**Challenge**:
Put everything from the line containing "Could you point out the curly" down to the last line into a JSON list of strings, with one string for each line and blank lines omitted.

[Point annotation records]
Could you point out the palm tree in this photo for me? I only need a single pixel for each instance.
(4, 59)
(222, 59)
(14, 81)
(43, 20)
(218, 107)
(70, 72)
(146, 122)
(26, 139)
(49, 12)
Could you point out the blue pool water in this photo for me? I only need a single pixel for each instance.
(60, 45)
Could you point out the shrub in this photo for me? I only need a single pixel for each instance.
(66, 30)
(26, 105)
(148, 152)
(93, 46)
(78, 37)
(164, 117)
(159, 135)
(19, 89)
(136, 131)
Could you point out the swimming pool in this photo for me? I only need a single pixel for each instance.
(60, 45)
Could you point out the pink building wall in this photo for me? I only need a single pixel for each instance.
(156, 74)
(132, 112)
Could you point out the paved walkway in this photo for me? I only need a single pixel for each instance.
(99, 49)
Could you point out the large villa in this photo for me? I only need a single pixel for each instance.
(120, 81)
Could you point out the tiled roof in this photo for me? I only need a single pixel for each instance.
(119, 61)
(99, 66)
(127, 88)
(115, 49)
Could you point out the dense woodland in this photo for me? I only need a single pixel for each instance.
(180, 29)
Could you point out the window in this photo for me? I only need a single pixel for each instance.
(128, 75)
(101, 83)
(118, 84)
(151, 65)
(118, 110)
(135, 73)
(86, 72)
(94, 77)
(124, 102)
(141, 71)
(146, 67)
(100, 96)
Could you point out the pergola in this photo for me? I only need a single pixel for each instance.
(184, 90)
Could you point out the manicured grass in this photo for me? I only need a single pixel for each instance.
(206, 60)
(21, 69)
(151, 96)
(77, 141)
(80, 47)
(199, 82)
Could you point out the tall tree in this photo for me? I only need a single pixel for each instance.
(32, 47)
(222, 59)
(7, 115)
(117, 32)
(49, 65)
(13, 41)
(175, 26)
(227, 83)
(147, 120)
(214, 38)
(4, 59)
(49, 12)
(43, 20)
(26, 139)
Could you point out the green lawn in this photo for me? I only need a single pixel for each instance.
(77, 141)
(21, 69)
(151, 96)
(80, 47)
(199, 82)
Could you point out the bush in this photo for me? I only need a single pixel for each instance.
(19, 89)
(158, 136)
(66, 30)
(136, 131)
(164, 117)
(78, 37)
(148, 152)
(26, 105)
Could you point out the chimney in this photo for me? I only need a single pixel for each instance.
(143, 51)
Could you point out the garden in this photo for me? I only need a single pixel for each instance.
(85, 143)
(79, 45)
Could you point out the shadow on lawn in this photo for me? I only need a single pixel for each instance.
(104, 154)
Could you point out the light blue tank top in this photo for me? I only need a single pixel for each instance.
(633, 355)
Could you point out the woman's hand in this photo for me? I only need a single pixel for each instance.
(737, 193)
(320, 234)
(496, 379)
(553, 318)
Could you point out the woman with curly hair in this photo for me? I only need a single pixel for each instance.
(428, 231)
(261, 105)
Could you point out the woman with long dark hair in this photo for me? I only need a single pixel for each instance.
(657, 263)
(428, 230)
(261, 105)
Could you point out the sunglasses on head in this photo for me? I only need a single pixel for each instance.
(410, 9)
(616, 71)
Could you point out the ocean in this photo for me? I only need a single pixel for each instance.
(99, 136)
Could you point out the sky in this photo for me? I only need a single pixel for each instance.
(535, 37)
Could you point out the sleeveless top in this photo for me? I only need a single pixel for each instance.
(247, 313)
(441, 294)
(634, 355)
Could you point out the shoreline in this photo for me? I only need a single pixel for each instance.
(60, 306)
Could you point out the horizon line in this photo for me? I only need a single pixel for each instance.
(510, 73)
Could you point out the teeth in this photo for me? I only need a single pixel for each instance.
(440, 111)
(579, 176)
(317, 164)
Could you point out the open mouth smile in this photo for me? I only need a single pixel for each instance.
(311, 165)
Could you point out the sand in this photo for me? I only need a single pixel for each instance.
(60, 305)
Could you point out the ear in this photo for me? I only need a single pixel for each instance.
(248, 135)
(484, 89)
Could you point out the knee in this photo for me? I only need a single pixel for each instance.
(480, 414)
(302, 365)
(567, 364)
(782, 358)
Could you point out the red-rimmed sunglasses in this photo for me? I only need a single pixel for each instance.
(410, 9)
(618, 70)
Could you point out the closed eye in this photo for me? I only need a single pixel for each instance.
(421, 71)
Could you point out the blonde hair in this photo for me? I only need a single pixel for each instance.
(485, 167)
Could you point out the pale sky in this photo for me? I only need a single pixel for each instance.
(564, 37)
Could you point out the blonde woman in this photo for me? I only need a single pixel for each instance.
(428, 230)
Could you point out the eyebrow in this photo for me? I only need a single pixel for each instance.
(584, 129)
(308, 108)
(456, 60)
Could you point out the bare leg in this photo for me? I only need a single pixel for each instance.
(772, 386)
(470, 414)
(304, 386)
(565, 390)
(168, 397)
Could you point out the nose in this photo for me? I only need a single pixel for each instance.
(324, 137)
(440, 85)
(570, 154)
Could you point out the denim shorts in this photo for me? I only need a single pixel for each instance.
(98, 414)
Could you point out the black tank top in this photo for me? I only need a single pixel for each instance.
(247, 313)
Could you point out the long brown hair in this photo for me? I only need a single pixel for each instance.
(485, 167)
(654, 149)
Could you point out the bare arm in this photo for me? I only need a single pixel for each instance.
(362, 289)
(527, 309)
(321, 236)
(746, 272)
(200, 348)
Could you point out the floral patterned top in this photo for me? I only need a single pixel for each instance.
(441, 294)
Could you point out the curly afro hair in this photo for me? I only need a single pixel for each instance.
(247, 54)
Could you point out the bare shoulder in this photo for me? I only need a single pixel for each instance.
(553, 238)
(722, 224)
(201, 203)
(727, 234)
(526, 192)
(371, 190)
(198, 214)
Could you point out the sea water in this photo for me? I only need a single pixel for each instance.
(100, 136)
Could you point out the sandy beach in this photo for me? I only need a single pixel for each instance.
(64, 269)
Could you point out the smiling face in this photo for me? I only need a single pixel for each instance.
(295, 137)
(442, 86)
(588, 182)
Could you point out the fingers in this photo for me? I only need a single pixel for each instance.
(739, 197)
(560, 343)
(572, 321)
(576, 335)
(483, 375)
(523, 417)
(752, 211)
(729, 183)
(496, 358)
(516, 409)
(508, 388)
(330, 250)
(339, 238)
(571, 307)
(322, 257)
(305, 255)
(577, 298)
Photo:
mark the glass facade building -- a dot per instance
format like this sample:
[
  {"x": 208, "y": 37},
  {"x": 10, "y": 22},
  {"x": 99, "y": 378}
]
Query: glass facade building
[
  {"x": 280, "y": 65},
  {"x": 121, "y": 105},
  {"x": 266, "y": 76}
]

**Completed task**:
[
  "Could you point out the curly afro hair in this photo for me? I only need a single pixel for each instance.",
  "(247, 54)",
  "Could you point out the bare shoulder in this photo for me? I only need a single pixel for each instance.",
  "(553, 238)",
  "(722, 224)",
  "(201, 203)",
  "(727, 234)",
  "(526, 192)",
  "(371, 190)",
  "(198, 214)",
  "Could you point out the sea water in this photo for me? I only need a single pixel for each instance.",
  "(100, 136)",
  "Could you point out the sandy beach in this photo for me? I only need a single pixel for each instance.",
  "(64, 269)",
  "Could you point out the smiling face in this photo for me? I only need a single pixel for each instance.",
  "(295, 137)",
  "(442, 86)",
  "(588, 182)",
  "Could you point out the fingers in this photo for me? I only need a single pixel for each instance.",
  "(739, 197)",
  "(560, 343)",
  "(572, 321)",
  "(576, 335)",
  "(483, 375)",
  "(523, 417)",
  "(752, 211)",
  "(729, 183)",
  "(496, 358)",
  "(516, 409)",
  "(508, 388)",
  "(330, 250)",
  "(339, 238)",
  "(571, 307)",
  "(322, 257)",
  "(305, 255)",
  "(577, 298)",
  "Photo:",
  "mark the glass facade building -- a dot per instance",
  "format like this sample:",
  "[",
  "  {\"x\": 208, \"y\": 37},",
  "  {\"x\": 10, \"y\": 22},",
  "  {\"x\": 99, \"y\": 378}",
  "]",
  "Query: glass facade building",
  "[",
  "  {\"x\": 280, \"y\": 65},",
  "  {\"x\": 121, \"y\": 105},",
  "  {\"x\": 266, \"y\": 76}",
  "]"
]